## Description of the task
The listing beneath should be written out in full, exactly as shown.

## Task input
^^^^

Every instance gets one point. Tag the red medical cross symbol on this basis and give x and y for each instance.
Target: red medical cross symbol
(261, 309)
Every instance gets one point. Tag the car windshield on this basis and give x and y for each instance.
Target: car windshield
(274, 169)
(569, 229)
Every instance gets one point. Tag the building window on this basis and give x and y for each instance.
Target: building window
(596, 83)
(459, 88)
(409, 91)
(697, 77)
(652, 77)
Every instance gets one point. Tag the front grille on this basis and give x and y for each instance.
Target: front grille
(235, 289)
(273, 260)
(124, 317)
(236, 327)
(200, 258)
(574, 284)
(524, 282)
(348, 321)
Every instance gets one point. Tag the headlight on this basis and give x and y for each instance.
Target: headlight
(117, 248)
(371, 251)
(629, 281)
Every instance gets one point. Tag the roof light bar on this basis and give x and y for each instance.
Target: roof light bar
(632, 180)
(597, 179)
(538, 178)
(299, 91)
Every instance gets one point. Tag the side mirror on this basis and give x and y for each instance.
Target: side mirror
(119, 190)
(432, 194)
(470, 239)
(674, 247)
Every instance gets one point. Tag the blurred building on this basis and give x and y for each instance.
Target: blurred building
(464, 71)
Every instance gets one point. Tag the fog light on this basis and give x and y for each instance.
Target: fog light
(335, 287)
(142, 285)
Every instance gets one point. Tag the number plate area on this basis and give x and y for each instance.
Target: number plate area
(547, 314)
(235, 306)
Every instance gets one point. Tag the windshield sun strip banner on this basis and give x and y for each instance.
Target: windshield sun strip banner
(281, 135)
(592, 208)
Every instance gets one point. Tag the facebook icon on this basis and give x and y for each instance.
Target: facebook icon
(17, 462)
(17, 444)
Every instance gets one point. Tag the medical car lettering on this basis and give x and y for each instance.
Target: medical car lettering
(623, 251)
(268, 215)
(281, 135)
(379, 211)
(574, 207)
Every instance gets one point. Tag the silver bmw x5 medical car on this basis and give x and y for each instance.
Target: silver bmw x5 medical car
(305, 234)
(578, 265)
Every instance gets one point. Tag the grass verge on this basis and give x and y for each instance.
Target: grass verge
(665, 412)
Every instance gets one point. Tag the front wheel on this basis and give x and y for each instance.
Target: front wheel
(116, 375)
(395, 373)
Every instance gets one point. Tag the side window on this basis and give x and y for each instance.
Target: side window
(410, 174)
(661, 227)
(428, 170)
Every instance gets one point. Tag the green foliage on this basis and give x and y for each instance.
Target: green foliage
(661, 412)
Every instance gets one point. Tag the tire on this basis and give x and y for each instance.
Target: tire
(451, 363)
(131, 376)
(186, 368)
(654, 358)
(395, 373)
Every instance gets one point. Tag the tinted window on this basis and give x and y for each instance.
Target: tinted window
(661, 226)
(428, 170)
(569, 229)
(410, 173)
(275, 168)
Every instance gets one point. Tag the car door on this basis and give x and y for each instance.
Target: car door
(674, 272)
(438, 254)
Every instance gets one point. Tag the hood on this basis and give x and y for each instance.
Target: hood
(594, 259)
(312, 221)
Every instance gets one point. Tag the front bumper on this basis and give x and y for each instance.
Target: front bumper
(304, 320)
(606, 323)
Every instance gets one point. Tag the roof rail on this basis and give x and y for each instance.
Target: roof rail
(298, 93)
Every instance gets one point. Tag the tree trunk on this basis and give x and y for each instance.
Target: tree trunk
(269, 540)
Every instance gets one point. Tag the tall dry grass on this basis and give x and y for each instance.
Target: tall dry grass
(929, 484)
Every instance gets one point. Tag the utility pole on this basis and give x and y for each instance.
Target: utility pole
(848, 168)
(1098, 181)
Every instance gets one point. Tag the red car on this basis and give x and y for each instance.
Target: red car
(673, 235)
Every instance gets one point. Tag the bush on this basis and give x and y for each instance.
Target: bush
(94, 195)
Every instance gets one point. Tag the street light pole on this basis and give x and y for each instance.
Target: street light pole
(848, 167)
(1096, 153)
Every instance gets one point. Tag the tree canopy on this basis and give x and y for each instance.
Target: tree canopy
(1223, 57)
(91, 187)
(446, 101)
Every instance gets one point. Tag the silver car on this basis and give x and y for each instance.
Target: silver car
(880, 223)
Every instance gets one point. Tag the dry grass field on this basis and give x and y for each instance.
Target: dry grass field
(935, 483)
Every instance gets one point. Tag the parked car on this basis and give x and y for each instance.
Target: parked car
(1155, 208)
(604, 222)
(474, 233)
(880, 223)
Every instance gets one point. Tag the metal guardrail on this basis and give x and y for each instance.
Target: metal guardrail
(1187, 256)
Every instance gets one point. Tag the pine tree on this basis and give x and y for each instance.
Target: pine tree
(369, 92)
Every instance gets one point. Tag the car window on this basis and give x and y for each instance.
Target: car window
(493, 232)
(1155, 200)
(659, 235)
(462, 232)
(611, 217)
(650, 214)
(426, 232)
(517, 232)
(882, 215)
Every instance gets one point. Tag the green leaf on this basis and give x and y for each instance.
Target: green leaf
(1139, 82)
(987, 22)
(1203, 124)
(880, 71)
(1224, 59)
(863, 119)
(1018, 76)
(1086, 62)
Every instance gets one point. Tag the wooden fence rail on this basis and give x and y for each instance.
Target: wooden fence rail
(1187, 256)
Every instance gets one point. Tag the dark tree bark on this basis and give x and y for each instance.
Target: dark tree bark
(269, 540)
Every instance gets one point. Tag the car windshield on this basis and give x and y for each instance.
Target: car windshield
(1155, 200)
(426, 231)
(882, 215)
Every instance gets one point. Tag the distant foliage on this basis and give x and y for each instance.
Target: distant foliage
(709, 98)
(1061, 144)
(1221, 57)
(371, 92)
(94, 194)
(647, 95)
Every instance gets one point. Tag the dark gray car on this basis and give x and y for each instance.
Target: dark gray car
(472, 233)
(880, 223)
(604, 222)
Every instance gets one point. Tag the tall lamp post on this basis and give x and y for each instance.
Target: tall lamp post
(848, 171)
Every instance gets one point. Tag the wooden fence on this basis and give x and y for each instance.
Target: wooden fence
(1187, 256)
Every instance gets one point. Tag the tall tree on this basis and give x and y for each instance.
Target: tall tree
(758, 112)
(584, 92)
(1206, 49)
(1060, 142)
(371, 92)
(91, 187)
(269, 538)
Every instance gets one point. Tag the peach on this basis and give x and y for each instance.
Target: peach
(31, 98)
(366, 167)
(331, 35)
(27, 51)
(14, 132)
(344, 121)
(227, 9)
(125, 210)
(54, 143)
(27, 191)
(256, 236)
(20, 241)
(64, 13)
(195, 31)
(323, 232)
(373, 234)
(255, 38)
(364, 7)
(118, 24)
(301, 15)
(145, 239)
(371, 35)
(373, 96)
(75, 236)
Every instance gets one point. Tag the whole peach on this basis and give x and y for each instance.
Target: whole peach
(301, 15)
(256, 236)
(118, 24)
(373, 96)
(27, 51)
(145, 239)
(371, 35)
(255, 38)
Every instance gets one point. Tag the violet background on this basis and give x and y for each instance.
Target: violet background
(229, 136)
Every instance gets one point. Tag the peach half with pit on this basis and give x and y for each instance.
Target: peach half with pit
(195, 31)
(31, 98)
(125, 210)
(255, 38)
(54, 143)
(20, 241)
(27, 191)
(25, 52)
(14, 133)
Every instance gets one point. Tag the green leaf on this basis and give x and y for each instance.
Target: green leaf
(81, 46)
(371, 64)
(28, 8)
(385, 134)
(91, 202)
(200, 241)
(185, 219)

^^^^

## Correct answer
Every instance gets one point. Tag the red medical cross symbol on this basis and give x and y for each instance.
Target: red medical cross symbol
(261, 309)
Every instance gets one point. Tag the car windshield on this basis and give x and y for each instance.
Target: car windshield
(274, 169)
(569, 229)
Every instance gets one point. Tag the building window on this basis and give x and y for each instance.
Target: building window
(596, 83)
(459, 88)
(409, 91)
(697, 77)
(652, 77)
Every instance gets one point. Tag the front grille on this basis and give x and y for each instance.
Target: front grille
(235, 289)
(273, 260)
(124, 317)
(236, 327)
(200, 258)
(574, 284)
(524, 282)
(348, 321)
Every instance gets one point. Tag the headlight on this basis and give x and y for each instance.
Target: headlight
(117, 248)
(371, 251)
(629, 281)
Every instance gets one point. Tag the roof light bar on this basis and give x and y for each instance.
Target: roof light bar
(632, 180)
(597, 179)
(538, 178)
(299, 91)
Every instance gets one point. Tag the side mirror on this basis and give x and y for each instance.
Target: side mirror
(119, 190)
(432, 194)
(470, 239)
(674, 247)
Every instance gets one point. Tag the blurred building on this basis and give x and y for each instance.
Target: blurred building
(464, 71)
Every instance gets one point. Tag the fog light on this basis and give x and y for each instance.
Target: fog light
(335, 287)
(142, 285)
Every instance gets one point. Tag the number plate area on this basis and give x and y for each instance.
Target: number plate area
(547, 314)
(235, 306)
Every instance gets one point. Tag the windshield sun strip banner on this basis and give x and y for each instance.
Target: windshield sun strip banner
(281, 135)
(592, 208)
Every instance gets one point. Tag the facebook icon on this basis and give x and y for each instance.
Target: facebook icon
(17, 462)
(17, 444)
Every instance gets one point. Tag the medical car lettering on this basis and give x and y for each instance.
Target: medical car lettering
(623, 251)
(268, 215)
(281, 135)
(379, 211)
(574, 207)
Every instance gets one point. Tag the silver bmw x5 medical car on this basis and give x and y for each instance.
Target: silver bmw x5 medical car
(305, 234)
(578, 265)
Every instance gets one point. Tag the grass verge on this basis and give x and y for each instance.
Target: grass verge
(665, 412)
Every instance gets one point. Tag the front wheel on this basis and give x and y for each instance.
Target: front wheel
(116, 375)
(395, 373)
Every instance gets one point. Tag the side window on this basis and give x and y for each instance.
Target: side window
(410, 174)
(661, 227)
(428, 170)
Every instance gets one point. Tag the green foliage on this basis and give x and y for each instance.
Target: green foliage
(661, 412)
Every instance gets one point. Tag the tire on this basis and give x and y for each instance.
Target: tire
(451, 363)
(131, 376)
(186, 368)
(654, 358)
(395, 373)
Every instance gets one point. Tag the tinted window on this basis and give x and y for each instance.
Target: tinted window
(661, 226)
(428, 170)
(569, 229)
(410, 173)
(275, 168)
Every instance gets one point. Tag the car door on this basis and give x and y for each instance.
Target: car door
(674, 272)
(438, 254)
Every instance gets one point. Tag the hood on this basis and give x and y for each instance.
Target: hood
(594, 259)
(312, 221)
Every instance gets one point. Tag the front bumper on this basis and give x and y for each instance.
Target: front bumper
(304, 320)
(606, 323)
Every instance gets one point. Tag the roof rail on this basis and give x and y for each instance.
Target: roof rail
(298, 93)
Every instance gets one point. Tag the tree trunk on this basis and give x and y for each instance.
Target: tree trunk
(269, 540)
Every instance gets one point. Tag the tall dry grass on this basis and give x and y for each instance.
Target: tall dry grass
(929, 484)
Every instance gets one point. Tag the utility pole on this basis and give x and y for each instance.
Target: utility pole
(848, 168)
(1098, 181)
Every instance gets one point. Tag the red car on this basis and give x and y for each instance.
Target: red car
(673, 235)
Every instance gets one point. Tag the bush on this basis and give x and y for each instance.
Target: bush
(94, 195)
Every instance gets one point. Tag the street light pole on this basis and give x and y for each instance.
Target: street light pole
(848, 167)
(1096, 153)
Every instance gets one point. Tag the tree canopy on this basis and give x and y for each instance.
Target: tree canopy
(1223, 57)
(91, 187)
(446, 101)
Every instance gets one point. Tag the silver car on this basis and give x and y for each instance.
Target: silver car
(880, 223)
Every instance gets one point. Tag the dry grass field on this basis and give x and y for each instance.
Target: dry grass field
(935, 483)
Every instance gets one point. Tag the parked car on this basis and give x and y for each instance.
Target: parked car
(1155, 208)
(604, 222)
(474, 233)
(880, 223)
Every instance gets one point. Tag the metal guardrail on this basis and give x and y for each instance.
Target: metal guardrail
(1187, 256)
Every instance gets one point. Tag the pine tree on this basis and give x and y for each instance.
Target: pine tree
(369, 92)
Every instance gets one point. Tag the car window on this basis and give x and y for each instance.
Target: car window
(493, 232)
(1155, 200)
(659, 235)
(462, 232)
(611, 217)
(650, 214)
(426, 232)
(517, 232)
(882, 215)
Every instance gets one point. Tag the green leaf on this basis and give x and y for each instance.
Target: green leaf
(1139, 82)
(987, 22)
(1203, 124)
(880, 71)
(1224, 59)
(863, 119)
(1018, 76)
(1086, 62)
Every instance gets one point. Tag the wooden fence rail on this basis and give x and y for each instance.
Target: wooden fence rail
(1187, 256)
Every instance gets one point. Tag the dark tree bark on this basis and give x and y for each instance.
Target: dark tree bark
(269, 540)
Every instance gets one point. Tag the car windshield on this basis and give x and y for each instance.
Target: car windshield
(1155, 200)
(426, 231)
(882, 215)
Every instance gets one point. Tag the distant foliage on this basis and give x and y for each instance.
Target: distant foliage
(709, 98)
(1061, 144)
(1221, 57)
(371, 92)
(94, 194)
(647, 95)
Every instance gets one point. Tag the dark gray car on this basis and give x and y for each instance.
Target: dark gray car
(472, 233)
(880, 223)
(604, 222)
Every instance gets one point. Tag the tall lamp post on this basis and give x and y for each instance.
Target: tall lamp post
(848, 171)
Every instance gets one point. Tag the wooden fence on this basis and give x and y for each instance.
Target: wooden fence
(1187, 256)
Every instance gets one point. Tag the tall tree on this basis and give x and y for each instance.
Target: tall tree
(758, 112)
(584, 92)
(1206, 49)
(1060, 142)
(371, 92)
(91, 187)
(269, 538)
Every instance gets one point. Tag the peach on this basis and give x and y for each instance.
Target: peach
(31, 98)
(366, 167)
(331, 35)
(27, 51)
(14, 132)
(344, 121)
(227, 9)
(125, 210)
(54, 143)
(27, 191)
(256, 236)
(20, 241)
(64, 13)
(195, 31)
(323, 232)
(373, 234)
(255, 38)
(364, 7)
(118, 24)
(301, 15)
(145, 239)
(371, 35)
(373, 96)
(75, 236)
Every instance gets one point. Tag the whole peach on this basis and give x and y for each instance.
Target: whole peach
(301, 15)
(256, 236)
(118, 24)
(373, 96)
(27, 51)
(145, 239)
(371, 35)
(255, 38)
Every instance gets one point. Tag the violet background on this basis and give x and y for each instance.
Target: violet background
(229, 136)
Every instance gets one point. Tag the peach half with pit on this basis and give x and y for each instance.
Target: peach half with pit
(195, 31)
(31, 98)
(125, 210)
(255, 38)
(54, 143)
(20, 241)
(27, 191)
(25, 52)
(14, 133)
Every instance gets one point. Tag the green leaf on this basis and give x and y for each instance.
Target: green leaf
(81, 46)
(371, 64)
(28, 8)
(385, 134)
(91, 202)
(200, 241)
(185, 219)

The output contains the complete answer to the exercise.